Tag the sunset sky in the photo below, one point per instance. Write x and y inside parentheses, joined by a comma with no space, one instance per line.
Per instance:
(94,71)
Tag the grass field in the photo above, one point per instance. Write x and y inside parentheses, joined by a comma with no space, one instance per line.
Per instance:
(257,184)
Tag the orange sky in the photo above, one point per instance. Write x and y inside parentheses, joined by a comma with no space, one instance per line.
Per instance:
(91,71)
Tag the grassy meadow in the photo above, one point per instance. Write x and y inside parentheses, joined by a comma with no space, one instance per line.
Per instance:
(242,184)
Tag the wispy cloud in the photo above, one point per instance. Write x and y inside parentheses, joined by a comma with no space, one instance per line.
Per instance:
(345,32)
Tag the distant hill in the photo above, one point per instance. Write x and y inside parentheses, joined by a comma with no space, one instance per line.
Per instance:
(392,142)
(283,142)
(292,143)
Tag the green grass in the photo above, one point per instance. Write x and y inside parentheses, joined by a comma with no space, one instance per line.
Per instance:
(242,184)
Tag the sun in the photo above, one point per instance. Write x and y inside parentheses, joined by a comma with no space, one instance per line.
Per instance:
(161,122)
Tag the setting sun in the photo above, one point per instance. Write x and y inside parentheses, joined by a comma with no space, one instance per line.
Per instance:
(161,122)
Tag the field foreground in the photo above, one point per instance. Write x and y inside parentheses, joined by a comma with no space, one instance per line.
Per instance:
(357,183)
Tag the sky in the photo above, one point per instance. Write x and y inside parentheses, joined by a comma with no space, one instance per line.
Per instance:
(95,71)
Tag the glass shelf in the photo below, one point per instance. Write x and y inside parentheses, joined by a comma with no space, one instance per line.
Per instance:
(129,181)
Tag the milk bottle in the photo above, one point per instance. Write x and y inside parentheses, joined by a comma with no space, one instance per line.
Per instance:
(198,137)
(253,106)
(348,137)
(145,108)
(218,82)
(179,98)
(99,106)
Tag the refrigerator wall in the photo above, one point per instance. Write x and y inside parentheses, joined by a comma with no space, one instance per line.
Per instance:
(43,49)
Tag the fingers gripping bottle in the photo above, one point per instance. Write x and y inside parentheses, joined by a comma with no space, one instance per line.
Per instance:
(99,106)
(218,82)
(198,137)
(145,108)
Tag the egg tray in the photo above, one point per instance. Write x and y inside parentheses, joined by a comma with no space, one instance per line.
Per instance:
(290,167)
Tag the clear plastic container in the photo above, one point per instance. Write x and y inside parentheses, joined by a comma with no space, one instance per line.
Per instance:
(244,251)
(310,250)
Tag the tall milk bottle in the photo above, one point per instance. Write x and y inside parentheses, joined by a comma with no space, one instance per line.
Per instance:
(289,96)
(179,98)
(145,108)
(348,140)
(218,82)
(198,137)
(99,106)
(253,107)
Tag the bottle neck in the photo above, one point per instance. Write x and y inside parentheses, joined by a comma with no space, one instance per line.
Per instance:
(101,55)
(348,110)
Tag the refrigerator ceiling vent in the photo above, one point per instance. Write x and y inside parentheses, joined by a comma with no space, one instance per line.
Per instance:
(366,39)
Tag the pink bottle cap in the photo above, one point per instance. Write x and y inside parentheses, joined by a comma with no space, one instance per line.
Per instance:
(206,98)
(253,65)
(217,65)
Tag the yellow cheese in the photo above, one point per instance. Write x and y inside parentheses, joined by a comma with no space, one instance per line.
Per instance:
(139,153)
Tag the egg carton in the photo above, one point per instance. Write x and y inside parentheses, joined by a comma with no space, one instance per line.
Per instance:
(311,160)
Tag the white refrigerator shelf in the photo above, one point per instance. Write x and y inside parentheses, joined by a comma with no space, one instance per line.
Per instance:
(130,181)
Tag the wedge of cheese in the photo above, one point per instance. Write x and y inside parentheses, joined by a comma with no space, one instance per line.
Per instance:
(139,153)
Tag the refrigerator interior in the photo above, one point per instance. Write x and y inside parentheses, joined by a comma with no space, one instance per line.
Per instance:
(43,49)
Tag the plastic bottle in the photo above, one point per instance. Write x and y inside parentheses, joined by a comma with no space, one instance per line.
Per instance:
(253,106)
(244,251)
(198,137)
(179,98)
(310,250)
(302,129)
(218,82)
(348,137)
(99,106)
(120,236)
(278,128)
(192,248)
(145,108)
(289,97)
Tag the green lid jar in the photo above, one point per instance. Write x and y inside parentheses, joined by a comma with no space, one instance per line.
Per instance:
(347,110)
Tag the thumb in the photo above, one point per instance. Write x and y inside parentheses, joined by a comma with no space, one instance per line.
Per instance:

REQUIREMENT: Rewrite every line of the material, starting with the line that contains "Tag the plastic" and going on through the end. Multiply each coordinate in the answers by 1.55 and round it to a whole number, with halves rounded up, leaving all other lines unchanged.

WRITTEN RESPONSE:
Tag the plastic bottle in the photo above, one point per instance. Write x and y inside parentheses, joined by a comma with no space, one instance per line.
Per instance:
(392,164)
(378,389)
(307,212)
(277,152)
(481,388)
(468,200)
(338,127)
(539,212)
(153,164)
(186,366)
(431,198)
(298,384)
(225,167)
(448,150)
Tag the green lid jar in the photo above, one point per instance. Write x and y inside parentheses, joined by a comma with no space, one instance per line.
Per instance:
(538,171)
Tag the thumb in the photo above, one point per instance. Write x and y inside parentheses, joined by a comma with no space, one instance per line.
Per instance:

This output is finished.